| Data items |
[Start of Attachment]
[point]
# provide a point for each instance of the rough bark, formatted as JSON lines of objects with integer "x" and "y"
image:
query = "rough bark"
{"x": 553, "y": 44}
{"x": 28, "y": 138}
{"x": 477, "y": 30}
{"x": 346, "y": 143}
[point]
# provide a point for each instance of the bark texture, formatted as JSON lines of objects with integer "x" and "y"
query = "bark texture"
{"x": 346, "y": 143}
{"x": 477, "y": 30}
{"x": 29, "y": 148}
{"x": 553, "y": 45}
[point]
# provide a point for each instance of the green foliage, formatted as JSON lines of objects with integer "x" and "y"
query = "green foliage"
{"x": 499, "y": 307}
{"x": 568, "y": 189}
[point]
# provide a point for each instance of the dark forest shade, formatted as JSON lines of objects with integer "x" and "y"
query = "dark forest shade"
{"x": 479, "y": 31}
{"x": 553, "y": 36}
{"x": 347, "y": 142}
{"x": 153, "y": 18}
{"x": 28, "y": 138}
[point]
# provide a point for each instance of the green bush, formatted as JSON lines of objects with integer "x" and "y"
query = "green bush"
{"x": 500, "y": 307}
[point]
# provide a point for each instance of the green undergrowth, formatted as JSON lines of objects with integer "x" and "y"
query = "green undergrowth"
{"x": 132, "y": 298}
[End of Attachment]
| Task details |
When a line in the records holds the string "each", copy that line.

| Result of the exercise |
# provide a point for each instance of the rough bark, formatted as JSON lines of objects with integer "x" and "y"
# provide a point for each instance of the bark texture, formatted as JSON lines of objects with integer "x" and "y"
# provide a point for each instance of the green foliage, formatted as JSON lines of objects with integer "x" and "y"
# provide a point for each instance of the dark forest shade, formatted as JSON lines of objects with integer "x" and "y"
# provide a point for each instance of the green bush, formatted as JSON lines of objects with integer "x" and "y"
# provide a point for each instance of the green undergrowth, formatted as JSON lines of objects with integer "x" and "y"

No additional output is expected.